##### EXERCISE INPUT

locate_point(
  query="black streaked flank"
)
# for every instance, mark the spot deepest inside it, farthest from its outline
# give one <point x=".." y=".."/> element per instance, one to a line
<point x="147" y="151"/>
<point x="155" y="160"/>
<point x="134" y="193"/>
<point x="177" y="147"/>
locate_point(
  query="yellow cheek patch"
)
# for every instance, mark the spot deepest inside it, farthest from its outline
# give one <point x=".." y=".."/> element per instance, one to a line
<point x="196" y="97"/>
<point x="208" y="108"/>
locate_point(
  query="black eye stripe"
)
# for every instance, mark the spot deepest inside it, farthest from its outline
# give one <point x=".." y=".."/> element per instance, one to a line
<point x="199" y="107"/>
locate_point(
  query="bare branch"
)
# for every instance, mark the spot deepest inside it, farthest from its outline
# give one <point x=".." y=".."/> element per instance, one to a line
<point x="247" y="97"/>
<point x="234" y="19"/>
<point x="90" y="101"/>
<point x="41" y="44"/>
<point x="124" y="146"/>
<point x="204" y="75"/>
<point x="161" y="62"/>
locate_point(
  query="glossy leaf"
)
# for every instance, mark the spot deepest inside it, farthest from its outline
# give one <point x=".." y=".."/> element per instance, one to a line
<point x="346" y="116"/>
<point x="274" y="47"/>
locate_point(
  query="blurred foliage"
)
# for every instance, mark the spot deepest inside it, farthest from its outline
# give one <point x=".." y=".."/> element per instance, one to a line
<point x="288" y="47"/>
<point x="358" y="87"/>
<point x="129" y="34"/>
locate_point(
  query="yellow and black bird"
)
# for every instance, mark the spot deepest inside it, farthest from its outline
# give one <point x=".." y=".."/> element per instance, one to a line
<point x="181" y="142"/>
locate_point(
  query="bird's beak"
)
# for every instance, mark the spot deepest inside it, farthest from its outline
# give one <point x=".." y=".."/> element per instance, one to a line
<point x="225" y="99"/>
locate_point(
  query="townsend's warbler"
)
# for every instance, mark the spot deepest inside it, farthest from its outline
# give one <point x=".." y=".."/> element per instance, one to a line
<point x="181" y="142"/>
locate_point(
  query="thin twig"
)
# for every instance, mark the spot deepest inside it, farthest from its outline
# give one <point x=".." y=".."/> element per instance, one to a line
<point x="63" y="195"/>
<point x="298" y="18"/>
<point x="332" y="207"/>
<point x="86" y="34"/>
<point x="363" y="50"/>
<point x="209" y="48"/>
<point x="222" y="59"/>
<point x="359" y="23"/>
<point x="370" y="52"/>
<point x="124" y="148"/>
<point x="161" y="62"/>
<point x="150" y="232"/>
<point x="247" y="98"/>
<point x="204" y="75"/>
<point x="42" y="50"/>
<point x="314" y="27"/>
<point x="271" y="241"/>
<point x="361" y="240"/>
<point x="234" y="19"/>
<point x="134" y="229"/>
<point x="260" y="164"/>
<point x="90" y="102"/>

##########
##### EXERCISE INPUT

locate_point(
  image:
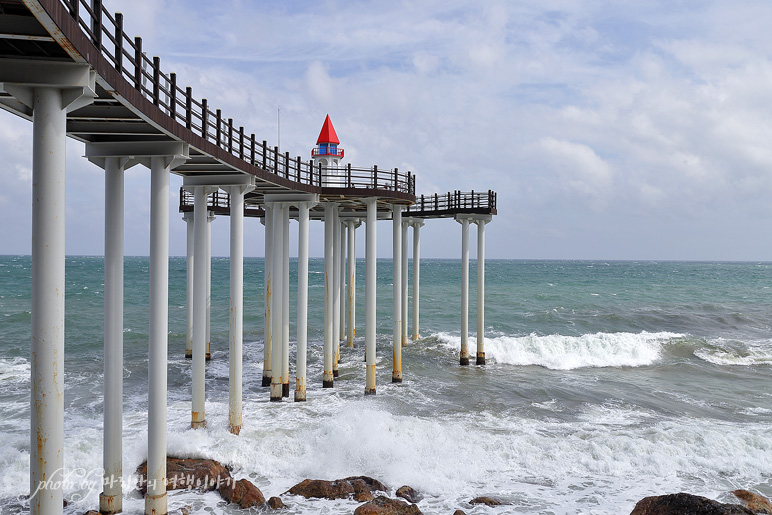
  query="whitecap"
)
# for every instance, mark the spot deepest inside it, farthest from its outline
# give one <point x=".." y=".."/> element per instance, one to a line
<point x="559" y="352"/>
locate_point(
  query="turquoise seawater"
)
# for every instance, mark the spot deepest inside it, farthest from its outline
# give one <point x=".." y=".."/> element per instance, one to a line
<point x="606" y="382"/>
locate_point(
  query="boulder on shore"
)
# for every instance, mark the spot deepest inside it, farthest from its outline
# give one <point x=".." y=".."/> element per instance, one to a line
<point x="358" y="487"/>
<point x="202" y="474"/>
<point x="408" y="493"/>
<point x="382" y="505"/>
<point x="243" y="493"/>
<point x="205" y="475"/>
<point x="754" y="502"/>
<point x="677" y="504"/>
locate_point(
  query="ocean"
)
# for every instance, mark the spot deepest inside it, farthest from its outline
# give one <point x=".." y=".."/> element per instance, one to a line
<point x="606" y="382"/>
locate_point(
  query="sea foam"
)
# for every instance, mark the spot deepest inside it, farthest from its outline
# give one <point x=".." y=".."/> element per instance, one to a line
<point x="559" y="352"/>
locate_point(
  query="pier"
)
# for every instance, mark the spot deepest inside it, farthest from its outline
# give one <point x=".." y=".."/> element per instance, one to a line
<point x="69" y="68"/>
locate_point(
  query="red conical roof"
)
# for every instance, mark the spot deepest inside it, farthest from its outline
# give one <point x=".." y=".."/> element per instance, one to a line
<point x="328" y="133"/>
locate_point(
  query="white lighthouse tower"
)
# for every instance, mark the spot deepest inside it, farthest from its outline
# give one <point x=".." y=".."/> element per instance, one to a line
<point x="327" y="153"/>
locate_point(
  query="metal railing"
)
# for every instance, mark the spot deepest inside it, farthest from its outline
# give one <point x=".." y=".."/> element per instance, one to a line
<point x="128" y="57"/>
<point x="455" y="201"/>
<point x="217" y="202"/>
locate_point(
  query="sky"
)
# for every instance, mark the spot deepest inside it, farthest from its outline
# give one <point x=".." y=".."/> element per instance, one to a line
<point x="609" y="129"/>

##########
##### EXERCISE INPUT

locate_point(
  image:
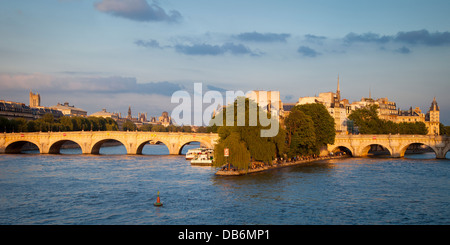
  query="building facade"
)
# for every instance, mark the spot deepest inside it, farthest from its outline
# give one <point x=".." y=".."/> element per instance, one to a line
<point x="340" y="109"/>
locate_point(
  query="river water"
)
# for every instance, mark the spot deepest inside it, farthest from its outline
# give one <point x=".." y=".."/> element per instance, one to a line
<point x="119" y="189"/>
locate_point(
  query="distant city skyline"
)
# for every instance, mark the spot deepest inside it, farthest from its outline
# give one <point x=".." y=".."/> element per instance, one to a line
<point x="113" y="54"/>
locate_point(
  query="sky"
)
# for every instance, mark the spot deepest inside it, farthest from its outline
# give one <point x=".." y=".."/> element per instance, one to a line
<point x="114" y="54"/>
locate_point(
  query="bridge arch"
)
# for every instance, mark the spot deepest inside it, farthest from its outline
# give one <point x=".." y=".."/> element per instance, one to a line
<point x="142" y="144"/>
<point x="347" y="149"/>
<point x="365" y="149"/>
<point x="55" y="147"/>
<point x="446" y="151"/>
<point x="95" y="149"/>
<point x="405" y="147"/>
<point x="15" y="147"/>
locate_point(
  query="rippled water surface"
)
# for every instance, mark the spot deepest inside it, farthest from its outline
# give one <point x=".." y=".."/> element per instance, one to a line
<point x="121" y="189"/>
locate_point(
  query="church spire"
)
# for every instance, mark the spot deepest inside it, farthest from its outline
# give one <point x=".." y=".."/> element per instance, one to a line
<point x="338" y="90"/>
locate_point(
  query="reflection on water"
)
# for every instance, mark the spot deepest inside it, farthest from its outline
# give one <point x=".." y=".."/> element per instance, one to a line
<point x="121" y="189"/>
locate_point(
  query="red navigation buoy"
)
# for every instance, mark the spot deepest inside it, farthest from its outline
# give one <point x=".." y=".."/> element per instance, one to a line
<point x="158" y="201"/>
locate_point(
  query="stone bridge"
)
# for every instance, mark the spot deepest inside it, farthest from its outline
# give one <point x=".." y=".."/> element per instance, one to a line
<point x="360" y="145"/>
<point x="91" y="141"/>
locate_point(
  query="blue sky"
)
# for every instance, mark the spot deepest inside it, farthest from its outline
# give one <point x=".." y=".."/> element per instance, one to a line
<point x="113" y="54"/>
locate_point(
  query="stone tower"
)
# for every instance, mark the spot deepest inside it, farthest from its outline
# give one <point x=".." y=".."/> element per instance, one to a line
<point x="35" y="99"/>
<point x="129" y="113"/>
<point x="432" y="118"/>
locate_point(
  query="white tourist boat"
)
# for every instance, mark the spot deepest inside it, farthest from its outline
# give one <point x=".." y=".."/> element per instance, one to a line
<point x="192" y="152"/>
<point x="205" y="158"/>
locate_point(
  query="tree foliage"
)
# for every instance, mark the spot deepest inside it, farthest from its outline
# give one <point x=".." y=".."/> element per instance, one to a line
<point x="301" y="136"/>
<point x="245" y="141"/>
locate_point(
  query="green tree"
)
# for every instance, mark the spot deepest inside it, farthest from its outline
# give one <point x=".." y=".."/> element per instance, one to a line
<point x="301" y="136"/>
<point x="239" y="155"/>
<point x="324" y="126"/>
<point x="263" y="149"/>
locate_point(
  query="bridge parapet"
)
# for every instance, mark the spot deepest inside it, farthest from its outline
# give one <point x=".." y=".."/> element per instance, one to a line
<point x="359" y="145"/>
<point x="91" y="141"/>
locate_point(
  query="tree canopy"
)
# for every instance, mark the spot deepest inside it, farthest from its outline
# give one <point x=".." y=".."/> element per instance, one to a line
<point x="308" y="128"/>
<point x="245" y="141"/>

##########

TASK BRIEF: Respond with the number of lines in the listing above that include the word "yellow", and with nothing more.

ANSWER TO THIS PROBLEM: 2